Requirements: Recast the lines of the material between the line holding "Batch job #47 — target class: license" and the line holding "[281,329,312,343]", inclusive, as a numbered list, leaving out any blank lines.

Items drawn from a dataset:
────────────────
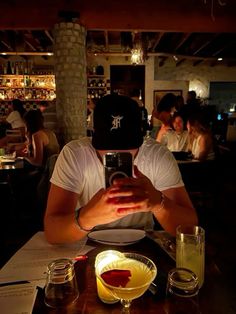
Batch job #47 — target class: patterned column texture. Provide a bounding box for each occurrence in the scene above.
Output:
[54,22,87,145]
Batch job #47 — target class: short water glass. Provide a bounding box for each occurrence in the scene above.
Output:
[44,259,79,308]
[165,268,200,314]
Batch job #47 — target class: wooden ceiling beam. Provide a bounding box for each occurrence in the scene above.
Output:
[151,32,165,52]
[0,0,236,33]
[193,34,219,56]
[175,58,186,67]
[174,33,191,51]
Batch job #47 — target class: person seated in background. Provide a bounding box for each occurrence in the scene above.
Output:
[161,112,189,152]
[187,113,215,161]
[175,95,184,113]
[39,101,58,134]
[17,110,60,167]
[44,94,198,244]
[87,98,95,136]
[181,90,201,123]
[153,93,176,143]
[130,88,150,136]
[0,99,26,147]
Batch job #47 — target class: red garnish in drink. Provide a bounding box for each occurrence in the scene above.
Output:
[101,269,131,288]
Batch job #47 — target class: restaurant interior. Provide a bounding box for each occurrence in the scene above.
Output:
[0,0,236,313]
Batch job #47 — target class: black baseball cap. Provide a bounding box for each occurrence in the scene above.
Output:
[92,94,143,150]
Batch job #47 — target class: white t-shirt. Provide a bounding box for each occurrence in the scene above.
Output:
[6,110,25,129]
[161,130,189,152]
[51,138,184,229]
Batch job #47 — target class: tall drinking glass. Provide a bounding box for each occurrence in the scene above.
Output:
[176,225,205,288]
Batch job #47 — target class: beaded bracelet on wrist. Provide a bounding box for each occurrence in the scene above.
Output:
[75,207,92,232]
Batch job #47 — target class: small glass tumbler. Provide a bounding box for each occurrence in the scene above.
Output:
[165,268,200,314]
[176,225,205,288]
[44,259,79,308]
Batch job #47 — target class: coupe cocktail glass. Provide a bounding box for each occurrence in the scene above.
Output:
[96,253,157,313]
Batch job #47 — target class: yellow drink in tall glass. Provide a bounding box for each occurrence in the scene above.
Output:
[176,226,205,287]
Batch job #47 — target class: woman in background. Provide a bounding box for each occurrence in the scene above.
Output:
[0,99,26,148]
[161,113,189,152]
[187,114,215,161]
[6,99,26,136]
[153,93,176,143]
[17,110,60,166]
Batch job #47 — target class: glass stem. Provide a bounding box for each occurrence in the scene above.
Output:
[120,299,131,314]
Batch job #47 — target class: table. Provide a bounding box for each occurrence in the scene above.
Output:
[33,233,236,314]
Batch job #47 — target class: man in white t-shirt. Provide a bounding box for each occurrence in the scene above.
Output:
[44,95,198,243]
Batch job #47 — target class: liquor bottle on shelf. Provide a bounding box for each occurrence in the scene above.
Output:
[7,61,12,74]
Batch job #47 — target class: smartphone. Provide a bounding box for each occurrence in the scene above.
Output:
[103,152,133,188]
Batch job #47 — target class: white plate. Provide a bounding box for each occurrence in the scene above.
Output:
[88,229,146,245]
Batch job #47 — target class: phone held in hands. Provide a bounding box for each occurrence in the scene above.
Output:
[103,152,133,188]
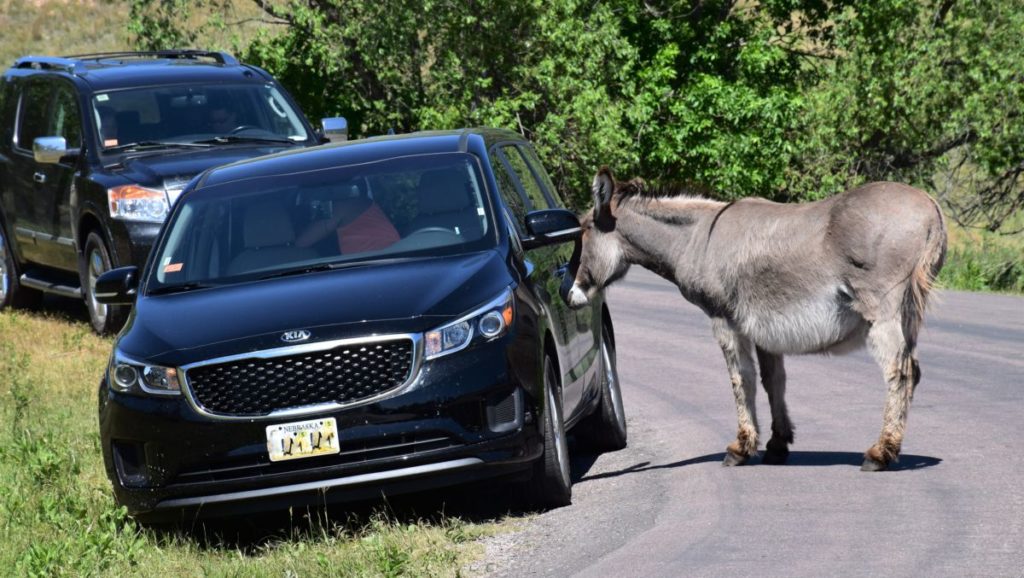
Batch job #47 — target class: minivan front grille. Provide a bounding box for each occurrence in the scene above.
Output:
[185,337,415,417]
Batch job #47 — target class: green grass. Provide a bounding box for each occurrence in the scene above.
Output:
[938,223,1024,293]
[0,307,497,577]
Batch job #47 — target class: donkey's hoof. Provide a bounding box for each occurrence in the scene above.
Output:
[722,452,750,467]
[860,457,889,471]
[761,448,790,465]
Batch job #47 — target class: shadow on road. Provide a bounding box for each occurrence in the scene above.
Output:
[147,475,534,555]
[575,452,942,483]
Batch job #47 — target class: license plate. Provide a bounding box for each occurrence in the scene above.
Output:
[266,417,341,461]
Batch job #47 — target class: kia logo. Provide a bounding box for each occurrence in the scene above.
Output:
[281,329,312,343]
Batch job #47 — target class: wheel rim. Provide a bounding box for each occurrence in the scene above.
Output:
[87,249,106,326]
[601,335,626,429]
[545,366,569,485]
[0,230,11,303]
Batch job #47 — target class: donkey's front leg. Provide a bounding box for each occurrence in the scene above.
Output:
[757,347,794,464]
[712,318,758,465]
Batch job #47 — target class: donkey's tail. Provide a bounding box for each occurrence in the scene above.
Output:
[902,199,946,350]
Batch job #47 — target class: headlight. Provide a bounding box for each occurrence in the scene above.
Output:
[106,354,181,396]
[106,184,170,222]
[423,289,512,360]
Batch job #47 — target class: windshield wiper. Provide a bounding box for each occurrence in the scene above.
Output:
[147,281,217,295]
[196,134,299,146]
[103,140,210,153]
[260,261,368,279]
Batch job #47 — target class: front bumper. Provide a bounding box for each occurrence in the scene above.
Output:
[99,340,543,521]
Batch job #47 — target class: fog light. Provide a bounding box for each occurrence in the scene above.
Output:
[114,364,138,391]
[480,312,505,339]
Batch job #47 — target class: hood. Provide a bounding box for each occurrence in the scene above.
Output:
[118,250,512,366]
[112,145,292,188]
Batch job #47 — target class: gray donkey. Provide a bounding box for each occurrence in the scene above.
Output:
[563,168,946,471]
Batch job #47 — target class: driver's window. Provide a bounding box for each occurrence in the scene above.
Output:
[17,82,53,151]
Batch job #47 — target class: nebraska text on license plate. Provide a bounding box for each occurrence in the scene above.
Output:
[266,417,341,461]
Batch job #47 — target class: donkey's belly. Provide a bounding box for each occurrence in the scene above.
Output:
[738,299,864,354]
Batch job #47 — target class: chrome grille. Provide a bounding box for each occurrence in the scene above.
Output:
[185,337,414,417]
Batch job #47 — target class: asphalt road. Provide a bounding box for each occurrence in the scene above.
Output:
[476,267,1024,577]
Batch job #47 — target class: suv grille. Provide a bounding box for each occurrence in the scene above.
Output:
[186,337,413,416]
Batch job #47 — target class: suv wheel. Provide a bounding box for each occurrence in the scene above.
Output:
[581,325,627,452]
[0,224,43,311]
[525,356,572,507]
[82,232,128,335]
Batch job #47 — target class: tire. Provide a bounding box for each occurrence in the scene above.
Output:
[524,356,572,508]
[580,325,627,452]
[0,223,43,311]
[81,232,129,335]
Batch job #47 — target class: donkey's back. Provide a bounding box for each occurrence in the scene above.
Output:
[706,182,945,354]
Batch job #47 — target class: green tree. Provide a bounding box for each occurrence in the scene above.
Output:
[131,0,1024,225]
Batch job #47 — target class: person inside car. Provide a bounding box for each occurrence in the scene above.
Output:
[295,180,399,254]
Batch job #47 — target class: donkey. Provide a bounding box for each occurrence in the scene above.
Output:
[562,168,946,471]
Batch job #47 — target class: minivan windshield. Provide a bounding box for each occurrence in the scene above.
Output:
[146,153,497,294]
[92,83,309,154]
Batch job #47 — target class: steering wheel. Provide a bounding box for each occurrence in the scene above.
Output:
[227,124,259,134]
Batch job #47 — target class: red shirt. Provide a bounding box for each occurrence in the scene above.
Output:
[338,203,399,255]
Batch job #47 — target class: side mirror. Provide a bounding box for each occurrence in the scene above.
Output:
[321,117,348,142]
[32,136,79,165]
[94,266,138,305]
[522,209,583,249]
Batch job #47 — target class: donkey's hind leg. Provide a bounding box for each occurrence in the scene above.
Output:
[712,319,758,465]
[860,320,921,471]
[757,347,794,464]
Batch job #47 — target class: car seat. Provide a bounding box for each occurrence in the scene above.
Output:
[227,201,317,275]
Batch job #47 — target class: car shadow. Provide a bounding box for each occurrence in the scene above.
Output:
[577,451,942,483]
[147,440,614,554]
[142,481,552,555]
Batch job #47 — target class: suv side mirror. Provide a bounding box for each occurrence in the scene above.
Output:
[522,209,583,249]
[32,136,79,165]
[321,117,348,142]
[93,266,138,305]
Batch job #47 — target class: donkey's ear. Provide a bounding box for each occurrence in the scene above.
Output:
[591,167,615,218]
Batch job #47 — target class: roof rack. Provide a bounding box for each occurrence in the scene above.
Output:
[14,56,78,73]
[62,48,239,65]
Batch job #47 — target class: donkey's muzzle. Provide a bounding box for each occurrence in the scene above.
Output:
[563,283,590,309]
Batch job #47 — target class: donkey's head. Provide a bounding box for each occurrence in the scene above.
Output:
[565,167,641,308]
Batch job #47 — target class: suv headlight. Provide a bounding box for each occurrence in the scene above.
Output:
[106,353,181,396]
[106,184,170,222]
[423,289,512,360]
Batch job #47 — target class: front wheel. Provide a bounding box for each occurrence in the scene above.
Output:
[580,325,627,452]
[82,232,128,335]
[525,356,572,507]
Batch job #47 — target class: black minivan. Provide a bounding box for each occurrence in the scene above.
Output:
[96,129,626,521]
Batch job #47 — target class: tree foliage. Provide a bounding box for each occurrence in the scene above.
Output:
[131,0,1024,229]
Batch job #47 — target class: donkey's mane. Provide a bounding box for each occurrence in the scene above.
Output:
[616,178,715,201]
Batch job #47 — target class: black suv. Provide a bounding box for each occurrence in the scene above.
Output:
[0,50,344,333]
[96,129,627,520]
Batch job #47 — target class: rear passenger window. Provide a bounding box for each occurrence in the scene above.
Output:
[490,155,528,235]
[519,147,564,206]
[47,85,82,149]
[502,145,551,210]
[17,82,53,151]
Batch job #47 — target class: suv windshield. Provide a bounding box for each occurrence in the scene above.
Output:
[147,153,497,294]
[92,83,309,153]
────────────────
Response:
1. Batch job #47 — target class: license plate. Provide a bounding box for each occurrence in the scene above.
2. Output:
3. [266,417,341,461]
4. Batch job #47 — target class: kia logo. Provide a bounding box for each occurrence in the scene above.
5. Output:
6. [281,329,312,343]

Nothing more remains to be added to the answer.